▶ **DIRECTIVE**
Output the line that contains "Where can the white" and every line after it to the end of the entries, with nothing added or left out.

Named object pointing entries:
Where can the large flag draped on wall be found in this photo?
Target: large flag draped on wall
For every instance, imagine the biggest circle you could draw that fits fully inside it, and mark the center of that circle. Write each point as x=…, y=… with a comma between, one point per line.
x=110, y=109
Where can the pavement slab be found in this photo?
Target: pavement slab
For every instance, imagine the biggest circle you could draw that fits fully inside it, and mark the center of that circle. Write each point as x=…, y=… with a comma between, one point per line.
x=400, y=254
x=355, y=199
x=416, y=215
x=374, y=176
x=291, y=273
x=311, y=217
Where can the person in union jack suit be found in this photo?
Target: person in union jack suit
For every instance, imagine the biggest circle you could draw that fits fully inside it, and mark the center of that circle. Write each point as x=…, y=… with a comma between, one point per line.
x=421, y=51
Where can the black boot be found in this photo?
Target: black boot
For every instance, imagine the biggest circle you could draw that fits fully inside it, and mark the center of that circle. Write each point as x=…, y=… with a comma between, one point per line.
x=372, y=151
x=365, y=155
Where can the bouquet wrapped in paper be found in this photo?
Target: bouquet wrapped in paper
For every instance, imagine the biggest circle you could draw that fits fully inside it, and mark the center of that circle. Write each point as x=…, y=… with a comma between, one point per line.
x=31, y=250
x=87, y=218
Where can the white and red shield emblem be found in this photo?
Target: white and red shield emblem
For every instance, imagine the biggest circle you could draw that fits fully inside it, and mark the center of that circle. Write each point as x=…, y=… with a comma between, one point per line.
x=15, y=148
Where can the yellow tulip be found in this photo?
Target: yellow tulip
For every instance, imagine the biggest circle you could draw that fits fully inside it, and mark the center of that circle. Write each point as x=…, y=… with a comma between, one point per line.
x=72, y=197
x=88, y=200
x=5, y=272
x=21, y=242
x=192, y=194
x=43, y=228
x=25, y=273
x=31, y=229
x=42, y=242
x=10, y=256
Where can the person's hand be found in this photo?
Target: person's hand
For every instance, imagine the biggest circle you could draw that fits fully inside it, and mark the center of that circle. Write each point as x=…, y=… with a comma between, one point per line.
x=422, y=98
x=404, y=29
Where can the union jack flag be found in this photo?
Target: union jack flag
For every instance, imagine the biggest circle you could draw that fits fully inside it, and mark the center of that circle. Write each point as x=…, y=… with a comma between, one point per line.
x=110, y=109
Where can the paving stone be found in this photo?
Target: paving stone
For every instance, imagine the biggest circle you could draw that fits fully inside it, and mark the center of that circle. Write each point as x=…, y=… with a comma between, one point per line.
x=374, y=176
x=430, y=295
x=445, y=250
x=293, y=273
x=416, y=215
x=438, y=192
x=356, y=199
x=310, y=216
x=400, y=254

▶ **RESPONSE FOR THIS EXERCISE**
Where can the white and red shield emblem be found in this photo?
Target: white and red shield emblem
For every instance, imagine the biggest circle you could draw that fits fully inside it, and mark the center of that circle. Write each point as x=…, y=… with a comma between, one point per line.
x=15, y=148
Where can the yellow tulip be found in this photo?
Target: yellow tulip
For every instance, imagine the biggest circle you could draw that fits fully inside it, and mark the center of that circle. Write each point as x=…, y=… with a comma between, one point per line.
x=72, y=197
x=88, y=200
x=5, y=272
x=21, y=242
x=192, y=194
x=43, y=228
x=25, y=273
x=31, y=229
x=42, y=242
x=10, y=256
Where can the person's hand be found in this photo?
Target: person's hand
For every instance, imagine the biggest circle you could draw that fits fully inside it, and mark the center of that circle. Write each point as x=…, y=… with a comma between, one point per line.
x=422, y=98
x=404, y=29
Where can the union jack flag be found in this photo?
Target: union jack flag
For every instance, imagine the biggest circle you could draw that fits fully inside it, and mark the center of that circle. Write each point as x=…, y=… with a comma between, one point per line.
x=110, y=109
Where can the paving stone be found in this photo?
Target: paving stone
For every instance, imagine the biggest circle you could draw that fits fully inside it, and mark the center of that circle. Write each point as x=…, y=… with a comma between, one point per line.
x=374, y=176
x=430, y=295
x=445, y=250
x=293, y=273
x=416, y=215
x=438, y=192
x=356, y=199
x=310, y=216
x=400, y=254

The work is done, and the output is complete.